▼
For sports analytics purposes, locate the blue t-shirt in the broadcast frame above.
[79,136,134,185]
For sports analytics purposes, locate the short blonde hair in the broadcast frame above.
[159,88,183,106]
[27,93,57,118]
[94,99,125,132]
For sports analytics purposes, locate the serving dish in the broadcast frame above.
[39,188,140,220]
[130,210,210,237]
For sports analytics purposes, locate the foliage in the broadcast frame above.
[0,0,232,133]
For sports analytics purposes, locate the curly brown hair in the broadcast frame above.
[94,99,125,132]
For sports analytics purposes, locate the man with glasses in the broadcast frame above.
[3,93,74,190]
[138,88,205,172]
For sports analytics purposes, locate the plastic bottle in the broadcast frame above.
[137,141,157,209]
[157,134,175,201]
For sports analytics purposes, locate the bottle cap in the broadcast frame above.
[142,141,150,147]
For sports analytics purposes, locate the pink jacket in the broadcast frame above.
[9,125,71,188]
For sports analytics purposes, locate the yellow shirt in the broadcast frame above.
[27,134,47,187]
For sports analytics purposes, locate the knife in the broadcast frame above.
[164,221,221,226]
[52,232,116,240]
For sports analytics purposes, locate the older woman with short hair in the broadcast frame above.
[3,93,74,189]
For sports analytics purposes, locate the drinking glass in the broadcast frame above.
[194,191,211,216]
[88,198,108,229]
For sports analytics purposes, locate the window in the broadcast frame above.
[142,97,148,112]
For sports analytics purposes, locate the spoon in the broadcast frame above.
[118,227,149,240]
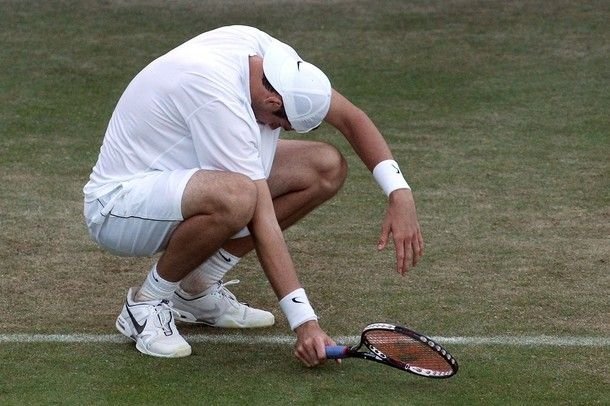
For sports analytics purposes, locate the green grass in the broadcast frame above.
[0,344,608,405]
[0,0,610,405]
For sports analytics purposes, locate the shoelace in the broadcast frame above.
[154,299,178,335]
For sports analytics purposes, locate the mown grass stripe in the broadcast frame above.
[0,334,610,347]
▲
▼
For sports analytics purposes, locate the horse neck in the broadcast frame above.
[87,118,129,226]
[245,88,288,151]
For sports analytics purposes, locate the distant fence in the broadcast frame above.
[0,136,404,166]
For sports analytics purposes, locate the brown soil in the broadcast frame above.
▲
### Brief
Switch "pink jacket" to "red coat" in the part that opens with the line containing "For sports analytics purposes, locate the bottle" and closes with the line containing "[27,134,47,187]", leaving everything else unchanged. Give only those lines.

### Output
For sports analytics purposes, locate the bottle cap in the broadcast frame above.
[142,141,150,147]
For sports analytics purposes, locate the red coat in the broadcast frame above.
[9,125,71,188]
For sports analytics purposes, locate the yellow shirt in the broadcast frame above.
[27,134,47,187]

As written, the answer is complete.